◆ **Aim of the task**
Your task is to copy every entry exactly.

———

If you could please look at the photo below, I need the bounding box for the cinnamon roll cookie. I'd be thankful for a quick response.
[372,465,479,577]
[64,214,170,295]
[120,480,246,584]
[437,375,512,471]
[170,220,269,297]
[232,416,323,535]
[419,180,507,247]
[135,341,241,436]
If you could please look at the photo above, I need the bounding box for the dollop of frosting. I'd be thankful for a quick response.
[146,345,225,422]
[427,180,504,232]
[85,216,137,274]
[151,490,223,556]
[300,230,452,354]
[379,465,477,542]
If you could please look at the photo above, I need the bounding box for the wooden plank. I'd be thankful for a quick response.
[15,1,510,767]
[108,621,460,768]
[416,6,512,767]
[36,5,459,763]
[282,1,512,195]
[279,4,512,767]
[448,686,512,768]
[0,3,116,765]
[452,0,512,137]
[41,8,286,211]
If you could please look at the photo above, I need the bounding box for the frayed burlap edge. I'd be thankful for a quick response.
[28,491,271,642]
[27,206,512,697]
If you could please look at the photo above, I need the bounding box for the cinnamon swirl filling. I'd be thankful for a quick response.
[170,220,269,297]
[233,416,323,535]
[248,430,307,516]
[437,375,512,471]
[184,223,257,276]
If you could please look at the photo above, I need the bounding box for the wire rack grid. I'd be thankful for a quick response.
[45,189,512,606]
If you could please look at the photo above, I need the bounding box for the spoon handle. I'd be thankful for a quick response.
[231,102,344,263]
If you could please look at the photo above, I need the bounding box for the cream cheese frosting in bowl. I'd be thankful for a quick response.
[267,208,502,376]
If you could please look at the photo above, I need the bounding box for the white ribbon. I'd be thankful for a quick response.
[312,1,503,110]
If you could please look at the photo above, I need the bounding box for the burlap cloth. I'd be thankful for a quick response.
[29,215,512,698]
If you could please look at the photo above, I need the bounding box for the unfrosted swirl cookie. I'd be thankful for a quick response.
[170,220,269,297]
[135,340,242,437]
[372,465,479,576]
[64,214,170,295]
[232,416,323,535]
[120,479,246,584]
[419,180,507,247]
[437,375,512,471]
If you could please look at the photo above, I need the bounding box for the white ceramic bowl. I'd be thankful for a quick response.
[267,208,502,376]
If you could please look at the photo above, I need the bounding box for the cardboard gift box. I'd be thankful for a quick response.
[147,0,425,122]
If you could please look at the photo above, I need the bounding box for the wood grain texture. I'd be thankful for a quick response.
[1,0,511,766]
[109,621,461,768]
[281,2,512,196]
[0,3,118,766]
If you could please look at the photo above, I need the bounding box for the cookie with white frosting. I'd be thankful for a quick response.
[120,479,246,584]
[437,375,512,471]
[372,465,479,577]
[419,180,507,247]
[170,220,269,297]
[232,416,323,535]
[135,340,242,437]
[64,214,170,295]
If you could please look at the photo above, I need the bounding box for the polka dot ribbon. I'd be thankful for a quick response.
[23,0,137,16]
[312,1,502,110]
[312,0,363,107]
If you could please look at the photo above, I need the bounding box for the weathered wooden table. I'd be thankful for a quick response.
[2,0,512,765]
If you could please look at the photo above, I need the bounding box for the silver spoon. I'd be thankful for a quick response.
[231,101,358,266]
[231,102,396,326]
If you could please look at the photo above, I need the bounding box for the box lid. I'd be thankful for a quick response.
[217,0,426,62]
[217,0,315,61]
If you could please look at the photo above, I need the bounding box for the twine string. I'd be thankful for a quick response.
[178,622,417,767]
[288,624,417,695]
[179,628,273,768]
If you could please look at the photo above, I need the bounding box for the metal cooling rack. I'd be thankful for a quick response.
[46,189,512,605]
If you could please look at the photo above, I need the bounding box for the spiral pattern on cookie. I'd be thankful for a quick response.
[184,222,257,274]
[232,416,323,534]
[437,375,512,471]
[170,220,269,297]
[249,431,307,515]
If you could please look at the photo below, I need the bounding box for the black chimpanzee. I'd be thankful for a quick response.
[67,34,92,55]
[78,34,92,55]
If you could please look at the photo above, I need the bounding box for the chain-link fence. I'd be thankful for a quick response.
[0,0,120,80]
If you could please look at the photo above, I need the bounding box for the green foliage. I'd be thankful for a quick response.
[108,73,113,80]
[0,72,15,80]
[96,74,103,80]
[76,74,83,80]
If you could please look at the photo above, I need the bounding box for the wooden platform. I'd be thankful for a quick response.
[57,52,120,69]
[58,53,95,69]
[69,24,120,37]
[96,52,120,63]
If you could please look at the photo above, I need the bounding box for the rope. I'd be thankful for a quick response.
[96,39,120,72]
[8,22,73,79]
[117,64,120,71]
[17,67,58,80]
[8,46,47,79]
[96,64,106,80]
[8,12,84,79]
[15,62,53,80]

———

◆ **Written answer**
If you could please look at the photo below, I need the bounding box for the cinnamon roll cookie. I'd be thankful for a quick response.
[372,465,479,577]
[64,214,170,295]
[120,480,246,584]
[437,375,512,471]
[170,220,269,297]
[232,416,323,535]
[419,180,507,247]
[135,341,241,436]
If you could please look at the photo above, I need the bounding box for the dollop of frosting. I'd be thankful for a quick response.
[146,345,225,422]
[427,180,504,232]
[85,216,137,274]
[151,490,223,556]
[300,230,452,354]
[379,465,477,542]
If you could please look at the photo above, I need the bounding box for the wooden plank. I'd be thankful for a quick response.
[15,1,510,767]
[108,621,460,768]
[416,6,512,767]
[36,5,459,763]
[282,1,512,195]
[279,4,512,767]
[448,686,512,768]
[0,3,116,765]
[452,0,512,137]
[41,8,286,211]
If you could please look at the photo above, I need the bounding box for the frayed burlap edge. I'd be thankful for a quick response.
[28,491,271,642]
[27,206,512,697]
If you could please look at the photo above, I need the bounding box for the cinnamon swirl filling. I'd be thankful for a quick response.
[170,220,269,297]
[233,416,323,535]
[248,430,307,516]
[437,375,512,471]
[184,223,257,276]
If you could please look at the photo above, I need the bounding box for the wire rack grid. I'd be thankful for a quick response.
[45,189,512,606]
If you could please look at the photo above, I need the bounding box for the spoon handle. I'd be thankful for a quick response.
[231,102,344,263]
If you could please look at the photo above, I need the bounding box for the cream cheese frosting in bowl. I'd be thankful for a quick response.
[267,208,502,376]
If you could please look at the photo above, I need the bounding box for the white ribbon. I'd be thankful for a quick response.
[312,1,503,110]
If you could please look at the photo above, I need the bounding box for the burlap cloth. I'd be thankful for a quick response.
[29,215,512,698]
If you could please look at the photo above, I need the bounding box for the unfrosted swirl cookie. I'd be thankful for a quick response.
[170,220,269,297]
[135,340,242,437]
[372,465,479,576]
[64,214,170,295]
[232,416,323,535]
[120,479,246,584]
[419,180,507,247]
[437,375,512,471]
If you could please look at the photo above, I need the bounding box for the white ceramic bowl. I'd be thankful for a quick response.
[267,208,502,376]
If you could please look at the photo above, I need the bounding box for the cardboard gift box. I'd be thankful for a quick response.
[147,0,425,122]
If you could please look at the photo above, I need the bounding box for the wood grain texture. I'd be thankful for a quick response.
[1,0,511,766]
[109,621,461,768]
[281,2,512,196]
[0,3,118,766]
If you could please look at the photo above, I need the bounding box for the cookie with white frosting. I'd be thankful for a quick response.
[120,479,246,584]
[437,375,512,471]
[372,465,479,577]
[419,180,507,247]
[170,220,269,297]
[232,416,323,535]
[135,340,242,437]
[64,214,170,295]
If you could please look at the photo above, I need the bounding box for the polka dot ribbon. I'd be thankful for a quick response.
[23,0,137,16]
[312,1,502,110]
[312,0,363,107]
If you could please look at the photo above, I need the bounding box for the weathered wooden table. I'd be thankful for a quick response.
[2,0,512,765]
If you could please look at the photo above, I need the bounding box for the silver spoon. I'd be thankful for a quick response.
[231,101,358,266]
[231,102,396,326]
If you could please look at the photo above, I need the bounding box for the box lid. I'd be thankful for a quick response.
[217,0,426,62]
[217,0,315,61]
If you could please look at the photo above, I need the bounding box for the twine string. I'd be thankful for a quick response.
[178,622,417,767]
[288,624,417,695]
[179,628,273,768]
If you could please look at the photo above, I need the bounding box for the metal cooling rack. I'd be thankful for a quick response.
[46,189,512,605]
If you could please look at the photo above, I need the bounding box for the spiral pattern on cookie. I'd be thankful for a quick response.
[184,222,257,274]
[232,416,323,534]
[437,375,512,471]
[170,220,269,297]
[249,431,307,515]
If you could please look at the photo below, I need the bounding box for the black chimpanzee. I'd be thankful for a quick response.
[67,34,92,55]
[78,34,92,55]
If you could please look at the photo above, I need the bounding box for the chain-link fence. I'd be thankful for a quick response.
[0,0,120,80]
If you could please look at the photo above, I need the bounding box for the green foliage. I'd be thankful for a quick response.
[108,73,113,80]
[0,72,15,80]
[96,74,103,80]
[76,74,83,80]
If you could please look at the photo above, I need the bounding box for the wooden platform. I'd be thankful for a quick response.
[57,52,120,69]
[58,53,95,69]
[69,24,120,37]
[96,52,120,63]
If you could please look at the photo above, I need the bounding box for the rope. I'd be thankful for a quick response.
[96,39,120,72]
[8,22,73,79]
[117,64,120,71]
[17,67,58,80]
[8,46,47,79]
[96,64,106,80]
[8,12,84,79]
[15,62,53,80]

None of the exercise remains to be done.